(Stored items from a collection)
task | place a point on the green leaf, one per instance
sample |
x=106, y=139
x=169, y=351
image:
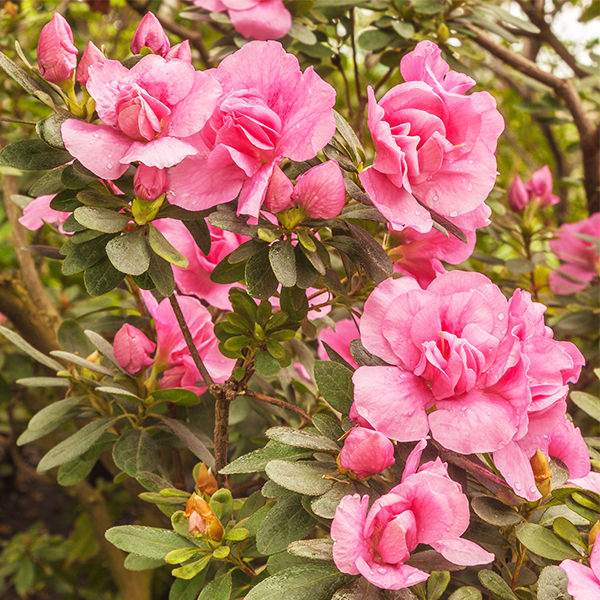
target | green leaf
x=260, y=280
x=257, y=460
x=102, y=278
x=301, y=439
x=101, y=219
x=299, y=583
x=165, y=249
x=302, y=477
x=18, y=341
x=33, y=155
x=283, y=262
x=129, y=252
x=219, y=589
x=286, y=523
x=495, y=584
x=151, y=542
x=75, y=445
x=493, y=511
x=335, y=383
x=136, y=451
x=545, y=543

## Required action
Give the data again exactly as written, with no pictures included.

## Completed exercise
task | place a point on the green leaf, one per instance
sample |
x=106, y=139
x=169, y=351
image:
target | green leaf
x=260, y=280
x=257, y=460
x=102, y=278
x=301, y=439
x=101, y=219
x=299, y=583
x=165, y=249
x=302, y=477
x=18, y=341
x=33, y=155
x=283, y=262
x=129, y=252
x=219, y=589
x=286, y=523
x=495, y=584
x=151, y=542
x=75, y=445
x=493, y=511
x=335, y=383
x=136, y=451
x=545, y=543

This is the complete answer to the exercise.